» **YOUR ASSIGNMENT**: Please write out the data exactly, line by line.

Referring expression grounding data
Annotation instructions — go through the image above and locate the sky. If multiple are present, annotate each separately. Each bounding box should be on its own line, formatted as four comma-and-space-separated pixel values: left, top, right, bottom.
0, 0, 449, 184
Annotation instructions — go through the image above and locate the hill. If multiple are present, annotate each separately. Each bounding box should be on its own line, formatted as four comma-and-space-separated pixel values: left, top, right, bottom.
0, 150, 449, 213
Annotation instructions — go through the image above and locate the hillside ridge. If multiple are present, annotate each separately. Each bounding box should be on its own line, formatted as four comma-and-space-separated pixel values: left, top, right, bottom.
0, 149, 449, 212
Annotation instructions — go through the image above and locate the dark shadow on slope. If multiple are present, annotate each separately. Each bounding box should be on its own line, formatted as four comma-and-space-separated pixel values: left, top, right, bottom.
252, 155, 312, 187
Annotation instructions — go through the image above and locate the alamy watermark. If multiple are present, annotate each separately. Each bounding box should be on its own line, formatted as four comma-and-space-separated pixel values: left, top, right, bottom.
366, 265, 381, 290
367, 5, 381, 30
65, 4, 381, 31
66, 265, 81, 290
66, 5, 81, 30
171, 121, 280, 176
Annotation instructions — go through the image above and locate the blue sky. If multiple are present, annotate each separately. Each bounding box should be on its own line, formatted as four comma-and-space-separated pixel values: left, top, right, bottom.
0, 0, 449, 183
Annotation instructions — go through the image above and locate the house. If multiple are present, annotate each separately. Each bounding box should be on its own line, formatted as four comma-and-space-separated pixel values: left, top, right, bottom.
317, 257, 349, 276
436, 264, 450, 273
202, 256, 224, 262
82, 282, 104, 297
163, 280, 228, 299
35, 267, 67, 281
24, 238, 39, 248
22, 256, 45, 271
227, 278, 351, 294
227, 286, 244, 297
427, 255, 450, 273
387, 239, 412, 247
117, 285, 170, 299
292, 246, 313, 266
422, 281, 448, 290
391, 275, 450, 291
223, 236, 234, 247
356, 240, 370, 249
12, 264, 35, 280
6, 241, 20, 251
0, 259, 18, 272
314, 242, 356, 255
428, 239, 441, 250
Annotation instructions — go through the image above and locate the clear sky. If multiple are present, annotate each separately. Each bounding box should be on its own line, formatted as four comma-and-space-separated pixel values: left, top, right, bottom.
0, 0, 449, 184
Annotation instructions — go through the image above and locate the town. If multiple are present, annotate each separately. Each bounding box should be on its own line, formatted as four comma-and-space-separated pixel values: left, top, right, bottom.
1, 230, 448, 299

» **SOLUTION TO THIS EXERCISE**:
Annotation instructions — go through the image above and locate the sky. If multiple are present, annotate each separately. Each bounding box should be on its own line, formatted as four comma-and-space-separated pixel values: left, top, right, bottom.
0, 0, 449, 184
Annotation instructions — go through the image above and locate the hill. If multiple are present, annotate each separately. Each bounding box should be on its own line, formatted as four comma-and-space-separated pixel values: left, top, right, bottom.
0, 150, 449, 213
Annotation instructions — go through the image above and locate the hillside ridge. If multiple are present, annotate each separately. Each bounding box should be on its own line, formatted as four comma-and-space-separated pixel values: left, top, right, bottom.
0, 149, 449, 212
Annotation instructions — go through the image above and locate the dark shadow on slope. If multiple are present, annotate each separately. Each bounding box should be on its own line, formatted as four comma-and-space-separated pixel values: left, top, right, bottom.
252, 155, 312, 187
Annotation instructions — go through the image above and locate the alamy watermark. If multiple are present, annotate each separately. Each bounding box should be on its own line, formatted as four comma-and-space-separated pixel values: left, top, right, bottom.
366, 265, 381, 290
367, 5, 381, 30
65, 4, 381, 31
66, 265, 81, 290
66, 5, 81, 30
171, 121, 280, 176
Annotation instructions — go through the image above and locate the blue sky. If multiple are present, annotate each separately. Each bounding box should be on its own line, formatted as four comma-and-space-separated pixel values: left, top, right, bottom.
0, 0, 449, 183
Annotation instructions — go through the image above and locate the house. If multiple are present, annotate each separately. Each bounding box should be on its own line, formatted as four comma-and-space-separated pixel values: left, top, right, bottom.
317, 257, 349, 276
436, 264, 450, 273
202, 256, 224, 262
82, 282, 104, 297
163, 280, 228, 299
35, 267, 67, 281
24, 238, 39, 248
22, 256, 45, 271
227, 278, 351, 294
227, 286, 244, 297
427, 255, 450, 273
387, 239, 412, 247
117, 285, 170, 299
292, 246, 313, 266
422, 281, 448, 290
391, 275, 450, 291
223, 236, 234, 247
356, 240, 370, 249
12, 264, 35, 280
6, 241, 20, 251
0, 259, 18, 272
314, 242, 356, 255
428, 239, 441, 250
Annotation instructions — go through the image above and locate the clear sky. If multiple are present, annotate each separately. Each bounding box should be on its own line, formatted as four comma-and-space-separated pixel values: left, top, right, bottom.
0, 0, 449, 184
Annotation instructions — go through the image above and locate the town. If multiple are present, annotate each separately. Each bounding box should be on its own line, formatted as four comma-and-space-separated pixel values: left, top, right, bottom.
1, 230, 448, 299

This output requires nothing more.